• [What is required] Starting at the line that contains "Target: rock on hillside" in the listing below, write out every line word for word until you have written the line that contains "Target: snowy peak".

• [Material for this task]
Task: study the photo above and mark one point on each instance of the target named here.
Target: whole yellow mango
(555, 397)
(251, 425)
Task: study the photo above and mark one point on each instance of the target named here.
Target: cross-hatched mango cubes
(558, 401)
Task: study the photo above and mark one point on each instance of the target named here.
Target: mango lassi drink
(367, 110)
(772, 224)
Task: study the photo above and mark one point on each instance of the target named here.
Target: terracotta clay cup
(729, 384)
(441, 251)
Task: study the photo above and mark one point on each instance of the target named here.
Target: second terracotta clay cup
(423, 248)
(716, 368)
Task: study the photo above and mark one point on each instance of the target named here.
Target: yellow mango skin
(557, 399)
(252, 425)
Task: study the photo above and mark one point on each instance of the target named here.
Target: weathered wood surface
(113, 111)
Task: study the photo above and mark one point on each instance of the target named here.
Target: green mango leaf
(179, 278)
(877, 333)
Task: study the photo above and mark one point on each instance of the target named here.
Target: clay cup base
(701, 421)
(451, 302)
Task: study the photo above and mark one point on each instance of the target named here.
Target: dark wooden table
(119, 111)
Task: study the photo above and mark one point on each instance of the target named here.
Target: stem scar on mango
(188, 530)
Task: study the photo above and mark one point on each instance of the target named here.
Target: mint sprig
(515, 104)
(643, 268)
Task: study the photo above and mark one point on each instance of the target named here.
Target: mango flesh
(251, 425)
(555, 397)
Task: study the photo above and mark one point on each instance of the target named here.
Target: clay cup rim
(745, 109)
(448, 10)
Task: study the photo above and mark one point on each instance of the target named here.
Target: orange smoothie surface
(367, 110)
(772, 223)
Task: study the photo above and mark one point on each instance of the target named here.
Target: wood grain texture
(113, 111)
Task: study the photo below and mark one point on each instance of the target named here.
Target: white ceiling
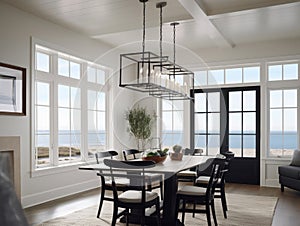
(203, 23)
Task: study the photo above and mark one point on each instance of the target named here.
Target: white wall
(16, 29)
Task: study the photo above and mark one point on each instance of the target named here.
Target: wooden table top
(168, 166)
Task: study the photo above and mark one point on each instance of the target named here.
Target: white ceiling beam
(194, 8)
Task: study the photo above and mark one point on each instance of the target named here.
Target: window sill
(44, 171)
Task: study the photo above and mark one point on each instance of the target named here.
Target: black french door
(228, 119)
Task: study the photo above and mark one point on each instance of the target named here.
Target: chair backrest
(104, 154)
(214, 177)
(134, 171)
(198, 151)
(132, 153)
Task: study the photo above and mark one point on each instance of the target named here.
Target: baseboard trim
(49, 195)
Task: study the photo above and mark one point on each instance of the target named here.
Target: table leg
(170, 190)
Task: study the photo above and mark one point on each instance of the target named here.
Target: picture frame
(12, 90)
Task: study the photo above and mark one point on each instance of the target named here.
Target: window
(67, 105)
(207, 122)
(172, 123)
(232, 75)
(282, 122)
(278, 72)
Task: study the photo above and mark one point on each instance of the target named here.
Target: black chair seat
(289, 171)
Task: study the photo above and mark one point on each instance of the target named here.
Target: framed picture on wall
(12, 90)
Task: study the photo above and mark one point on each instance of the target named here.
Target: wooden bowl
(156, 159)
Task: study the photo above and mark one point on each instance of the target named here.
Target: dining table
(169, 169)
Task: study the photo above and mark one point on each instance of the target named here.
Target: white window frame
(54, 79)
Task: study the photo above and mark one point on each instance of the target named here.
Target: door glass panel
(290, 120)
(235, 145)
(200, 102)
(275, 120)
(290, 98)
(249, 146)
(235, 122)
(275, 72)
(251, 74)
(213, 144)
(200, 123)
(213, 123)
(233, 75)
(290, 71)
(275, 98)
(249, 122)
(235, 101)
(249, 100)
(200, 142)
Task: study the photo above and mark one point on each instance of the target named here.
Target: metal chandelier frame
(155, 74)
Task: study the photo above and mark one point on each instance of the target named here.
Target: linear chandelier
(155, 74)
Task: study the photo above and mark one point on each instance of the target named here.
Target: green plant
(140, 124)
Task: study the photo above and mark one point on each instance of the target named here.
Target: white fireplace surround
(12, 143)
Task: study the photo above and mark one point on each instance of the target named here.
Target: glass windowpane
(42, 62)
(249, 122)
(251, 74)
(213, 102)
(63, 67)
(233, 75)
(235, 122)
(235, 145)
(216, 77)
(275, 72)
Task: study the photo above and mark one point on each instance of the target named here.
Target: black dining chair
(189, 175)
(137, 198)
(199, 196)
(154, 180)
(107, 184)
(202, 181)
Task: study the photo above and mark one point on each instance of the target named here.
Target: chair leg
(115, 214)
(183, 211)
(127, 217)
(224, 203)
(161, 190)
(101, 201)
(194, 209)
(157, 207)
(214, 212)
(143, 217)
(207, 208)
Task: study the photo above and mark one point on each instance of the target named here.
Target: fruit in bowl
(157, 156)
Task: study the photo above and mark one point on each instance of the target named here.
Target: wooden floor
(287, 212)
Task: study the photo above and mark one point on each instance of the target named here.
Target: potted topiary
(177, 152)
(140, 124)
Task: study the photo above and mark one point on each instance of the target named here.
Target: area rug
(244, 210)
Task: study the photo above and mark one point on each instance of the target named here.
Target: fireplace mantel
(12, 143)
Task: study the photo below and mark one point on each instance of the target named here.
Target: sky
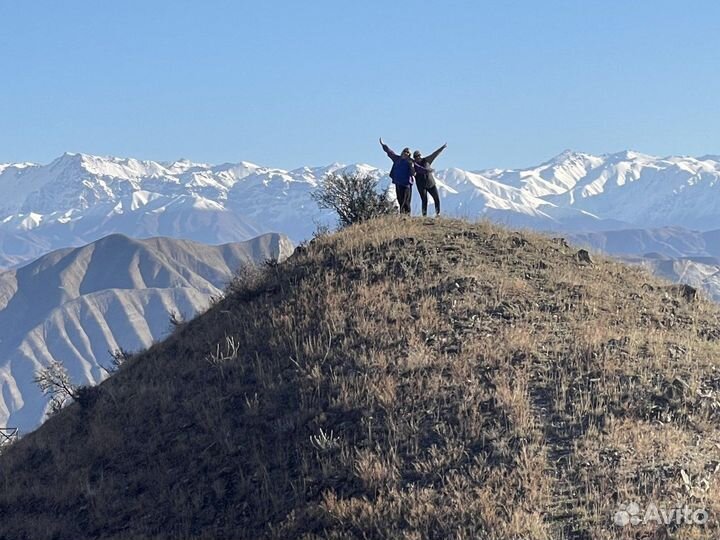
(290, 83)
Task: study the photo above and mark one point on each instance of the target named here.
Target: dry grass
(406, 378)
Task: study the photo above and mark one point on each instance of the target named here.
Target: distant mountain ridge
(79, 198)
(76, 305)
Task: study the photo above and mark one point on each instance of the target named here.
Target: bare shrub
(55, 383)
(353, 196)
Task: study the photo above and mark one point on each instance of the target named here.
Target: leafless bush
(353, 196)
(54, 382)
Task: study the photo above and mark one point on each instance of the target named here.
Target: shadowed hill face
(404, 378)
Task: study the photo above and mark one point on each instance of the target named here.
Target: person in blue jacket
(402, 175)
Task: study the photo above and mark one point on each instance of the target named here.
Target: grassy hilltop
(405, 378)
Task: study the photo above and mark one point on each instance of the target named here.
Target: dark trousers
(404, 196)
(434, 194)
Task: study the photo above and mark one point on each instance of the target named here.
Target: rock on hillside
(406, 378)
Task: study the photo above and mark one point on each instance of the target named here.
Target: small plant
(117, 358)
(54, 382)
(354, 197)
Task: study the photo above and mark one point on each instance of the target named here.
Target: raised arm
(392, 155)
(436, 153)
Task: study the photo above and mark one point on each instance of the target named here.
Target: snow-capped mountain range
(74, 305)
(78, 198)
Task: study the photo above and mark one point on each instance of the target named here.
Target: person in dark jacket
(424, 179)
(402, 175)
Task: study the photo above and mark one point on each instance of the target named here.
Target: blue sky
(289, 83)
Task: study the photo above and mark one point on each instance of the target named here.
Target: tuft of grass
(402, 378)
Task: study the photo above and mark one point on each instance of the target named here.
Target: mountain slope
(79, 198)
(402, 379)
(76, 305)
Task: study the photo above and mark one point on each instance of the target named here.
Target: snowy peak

--

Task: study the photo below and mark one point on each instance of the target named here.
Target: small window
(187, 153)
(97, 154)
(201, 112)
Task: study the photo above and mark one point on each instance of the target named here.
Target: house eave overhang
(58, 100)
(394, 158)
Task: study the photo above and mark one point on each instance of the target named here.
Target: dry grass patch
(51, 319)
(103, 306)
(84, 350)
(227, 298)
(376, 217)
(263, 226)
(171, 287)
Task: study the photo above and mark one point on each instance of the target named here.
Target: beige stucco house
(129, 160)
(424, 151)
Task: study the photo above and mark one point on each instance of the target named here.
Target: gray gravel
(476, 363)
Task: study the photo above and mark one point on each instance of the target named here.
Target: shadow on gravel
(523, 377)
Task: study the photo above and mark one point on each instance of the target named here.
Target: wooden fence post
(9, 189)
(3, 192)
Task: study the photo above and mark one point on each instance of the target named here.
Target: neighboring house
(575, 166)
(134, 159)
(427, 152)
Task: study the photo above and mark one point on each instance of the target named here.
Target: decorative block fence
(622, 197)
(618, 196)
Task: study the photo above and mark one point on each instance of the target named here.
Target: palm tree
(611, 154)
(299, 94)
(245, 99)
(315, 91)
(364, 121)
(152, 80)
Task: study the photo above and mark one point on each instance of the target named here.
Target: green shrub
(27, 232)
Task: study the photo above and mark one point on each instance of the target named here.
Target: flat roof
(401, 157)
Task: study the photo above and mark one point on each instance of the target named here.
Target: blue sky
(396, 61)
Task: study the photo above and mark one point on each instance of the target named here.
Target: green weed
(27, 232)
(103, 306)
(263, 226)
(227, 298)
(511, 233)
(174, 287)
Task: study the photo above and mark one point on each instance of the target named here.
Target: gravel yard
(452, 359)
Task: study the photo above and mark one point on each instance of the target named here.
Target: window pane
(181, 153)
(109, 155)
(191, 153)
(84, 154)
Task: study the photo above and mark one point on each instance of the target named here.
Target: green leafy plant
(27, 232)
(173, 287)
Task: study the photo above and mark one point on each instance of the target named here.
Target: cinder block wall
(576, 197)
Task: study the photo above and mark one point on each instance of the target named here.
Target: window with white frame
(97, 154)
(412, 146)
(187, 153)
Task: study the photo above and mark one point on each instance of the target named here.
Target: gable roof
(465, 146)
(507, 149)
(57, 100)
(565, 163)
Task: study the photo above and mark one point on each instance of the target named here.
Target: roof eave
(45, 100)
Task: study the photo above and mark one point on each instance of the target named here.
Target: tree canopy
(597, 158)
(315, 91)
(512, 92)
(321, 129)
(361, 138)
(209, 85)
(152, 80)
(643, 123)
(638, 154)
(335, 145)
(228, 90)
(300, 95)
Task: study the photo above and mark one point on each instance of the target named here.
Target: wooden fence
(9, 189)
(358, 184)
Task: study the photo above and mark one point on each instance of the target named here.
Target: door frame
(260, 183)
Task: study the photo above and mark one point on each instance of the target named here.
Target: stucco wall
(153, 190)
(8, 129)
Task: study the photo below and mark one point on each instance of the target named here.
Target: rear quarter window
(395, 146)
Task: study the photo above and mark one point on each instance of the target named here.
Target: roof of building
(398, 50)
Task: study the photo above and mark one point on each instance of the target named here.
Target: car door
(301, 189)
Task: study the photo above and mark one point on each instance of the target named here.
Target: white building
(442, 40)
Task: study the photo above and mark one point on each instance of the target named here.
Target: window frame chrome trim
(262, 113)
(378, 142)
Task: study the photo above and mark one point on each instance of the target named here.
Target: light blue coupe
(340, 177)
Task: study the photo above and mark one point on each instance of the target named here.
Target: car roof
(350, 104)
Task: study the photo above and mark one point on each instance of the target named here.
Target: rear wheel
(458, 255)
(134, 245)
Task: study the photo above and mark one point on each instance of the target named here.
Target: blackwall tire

* * *

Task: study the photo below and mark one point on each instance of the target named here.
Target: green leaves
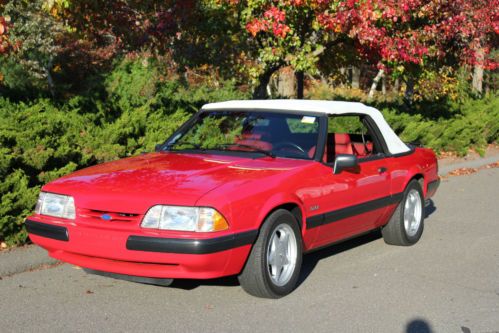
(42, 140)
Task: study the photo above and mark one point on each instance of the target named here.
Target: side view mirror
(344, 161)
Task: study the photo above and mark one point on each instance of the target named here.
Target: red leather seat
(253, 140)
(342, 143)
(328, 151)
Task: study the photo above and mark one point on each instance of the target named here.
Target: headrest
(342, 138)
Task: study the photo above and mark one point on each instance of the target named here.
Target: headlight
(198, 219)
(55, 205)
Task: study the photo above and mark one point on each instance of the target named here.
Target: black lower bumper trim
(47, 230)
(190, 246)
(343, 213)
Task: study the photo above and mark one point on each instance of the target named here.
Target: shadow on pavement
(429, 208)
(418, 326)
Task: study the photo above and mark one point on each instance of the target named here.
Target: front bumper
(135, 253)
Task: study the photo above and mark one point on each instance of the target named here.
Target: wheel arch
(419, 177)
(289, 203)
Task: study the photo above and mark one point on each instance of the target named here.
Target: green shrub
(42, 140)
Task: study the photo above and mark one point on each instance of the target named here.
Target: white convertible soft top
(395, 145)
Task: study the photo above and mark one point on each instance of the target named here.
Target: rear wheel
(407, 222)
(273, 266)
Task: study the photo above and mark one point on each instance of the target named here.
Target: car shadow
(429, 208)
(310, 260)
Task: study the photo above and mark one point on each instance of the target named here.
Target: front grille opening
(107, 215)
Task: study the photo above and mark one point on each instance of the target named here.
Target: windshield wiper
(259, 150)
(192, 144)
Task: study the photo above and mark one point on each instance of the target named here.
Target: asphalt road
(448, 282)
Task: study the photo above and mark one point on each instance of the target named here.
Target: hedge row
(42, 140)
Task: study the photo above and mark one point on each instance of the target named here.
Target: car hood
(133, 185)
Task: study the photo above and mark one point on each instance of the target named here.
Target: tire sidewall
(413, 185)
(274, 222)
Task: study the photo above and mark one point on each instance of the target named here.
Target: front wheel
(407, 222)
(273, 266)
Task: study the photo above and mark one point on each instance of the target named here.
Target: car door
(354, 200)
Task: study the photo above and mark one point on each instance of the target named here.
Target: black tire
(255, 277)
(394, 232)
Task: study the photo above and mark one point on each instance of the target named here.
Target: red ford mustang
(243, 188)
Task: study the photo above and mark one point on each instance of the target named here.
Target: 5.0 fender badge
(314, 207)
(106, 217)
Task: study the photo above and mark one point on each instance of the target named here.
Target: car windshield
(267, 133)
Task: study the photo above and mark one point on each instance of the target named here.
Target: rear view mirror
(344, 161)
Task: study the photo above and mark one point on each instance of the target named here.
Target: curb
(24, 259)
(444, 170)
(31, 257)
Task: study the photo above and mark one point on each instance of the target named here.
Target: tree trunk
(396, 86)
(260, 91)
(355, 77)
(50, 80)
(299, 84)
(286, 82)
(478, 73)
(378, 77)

• [Solution to this problem]
Target: rock on hillside
(406, 378)
Task: study the photo above and mark one point on each instance of the target named here.
Target: small plant
(117, 358)
(54, 382)
(354, 197)
Task: study the photo above and mark one point on each instance of the target named here.
Target: raised arm
(392, 155)
(436, 153)
Task: study the photo above and mark one point on each instance of the target named here.
Target: snow-capped mountain range
(74, 305)
(78, 198)
Task: study the photo above and mark one point on each instance of the target named here.
Target: person in dark jacket
(424, 179)
(402, 175)
Task: study the photo above and mark one point on each instance of the target named here.
Target: blue sky
(289, 83)
Task: study the photo above and mark one point on each instance of the target named here.
Target: tuft of grass
(402, 378)
Task: study the photo above and mark one point on each instance of the target named here.
Target: mountain slope
(79, 198)
(402, 379)
(76, 305)
Task: study the photo above and mark one point on each instance of the target named here.
Target: snowy peak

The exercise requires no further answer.